### [Directive]
Copy out each line of the material below that contains the string "Query".

** Start of Source material **

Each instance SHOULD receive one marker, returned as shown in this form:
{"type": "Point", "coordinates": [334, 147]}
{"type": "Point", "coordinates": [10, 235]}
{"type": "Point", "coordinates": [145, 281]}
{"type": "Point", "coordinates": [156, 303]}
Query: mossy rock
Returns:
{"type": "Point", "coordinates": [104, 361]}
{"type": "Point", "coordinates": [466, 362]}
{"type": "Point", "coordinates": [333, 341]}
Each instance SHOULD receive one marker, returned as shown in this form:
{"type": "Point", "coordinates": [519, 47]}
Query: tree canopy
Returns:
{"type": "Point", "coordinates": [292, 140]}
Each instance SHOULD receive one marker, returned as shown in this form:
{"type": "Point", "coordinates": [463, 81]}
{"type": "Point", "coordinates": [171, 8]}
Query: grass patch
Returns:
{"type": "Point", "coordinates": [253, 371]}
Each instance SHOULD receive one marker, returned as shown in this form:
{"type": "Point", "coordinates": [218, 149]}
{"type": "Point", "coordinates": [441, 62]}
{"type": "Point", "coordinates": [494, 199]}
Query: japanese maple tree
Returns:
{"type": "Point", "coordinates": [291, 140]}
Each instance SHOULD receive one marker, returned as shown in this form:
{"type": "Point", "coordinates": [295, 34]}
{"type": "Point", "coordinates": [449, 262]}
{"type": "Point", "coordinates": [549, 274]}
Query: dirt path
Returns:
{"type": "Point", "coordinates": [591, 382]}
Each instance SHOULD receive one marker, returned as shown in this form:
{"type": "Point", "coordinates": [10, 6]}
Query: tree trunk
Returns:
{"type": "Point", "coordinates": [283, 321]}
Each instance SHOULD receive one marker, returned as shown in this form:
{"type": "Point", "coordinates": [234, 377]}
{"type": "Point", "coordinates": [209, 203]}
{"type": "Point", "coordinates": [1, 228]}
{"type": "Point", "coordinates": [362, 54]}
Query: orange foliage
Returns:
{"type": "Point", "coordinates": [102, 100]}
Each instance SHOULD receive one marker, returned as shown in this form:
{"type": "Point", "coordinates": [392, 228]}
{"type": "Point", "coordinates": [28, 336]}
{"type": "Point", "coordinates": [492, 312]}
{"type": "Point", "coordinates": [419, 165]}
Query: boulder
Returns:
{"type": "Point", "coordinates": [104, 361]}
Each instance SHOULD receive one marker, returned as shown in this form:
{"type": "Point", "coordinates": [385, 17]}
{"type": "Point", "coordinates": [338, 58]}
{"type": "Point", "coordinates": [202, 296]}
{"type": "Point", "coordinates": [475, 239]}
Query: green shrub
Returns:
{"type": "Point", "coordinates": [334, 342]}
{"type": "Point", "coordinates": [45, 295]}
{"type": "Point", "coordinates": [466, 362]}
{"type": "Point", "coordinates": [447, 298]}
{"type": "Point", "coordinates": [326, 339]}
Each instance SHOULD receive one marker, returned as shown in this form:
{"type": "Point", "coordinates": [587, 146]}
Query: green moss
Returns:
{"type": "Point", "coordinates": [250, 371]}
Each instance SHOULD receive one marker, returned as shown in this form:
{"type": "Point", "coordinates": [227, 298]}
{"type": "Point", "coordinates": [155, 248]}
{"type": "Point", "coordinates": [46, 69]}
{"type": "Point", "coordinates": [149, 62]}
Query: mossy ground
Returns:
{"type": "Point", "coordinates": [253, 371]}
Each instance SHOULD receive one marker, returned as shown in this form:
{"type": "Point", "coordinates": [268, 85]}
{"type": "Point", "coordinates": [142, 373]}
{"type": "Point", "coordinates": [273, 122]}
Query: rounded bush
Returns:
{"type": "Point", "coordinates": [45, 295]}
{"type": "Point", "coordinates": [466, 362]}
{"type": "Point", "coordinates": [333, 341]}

** End of Source material **

### [Task result]
Query: mossy rock
Query: tree canopy
Query: grass patch
Query: japanese maple tree
Query: dirt path
Query: tree trunk
Query: orange foliage
Query: boulder
Query: green shrub
Query: green moss
Query: mossy ground
Query: rounded bush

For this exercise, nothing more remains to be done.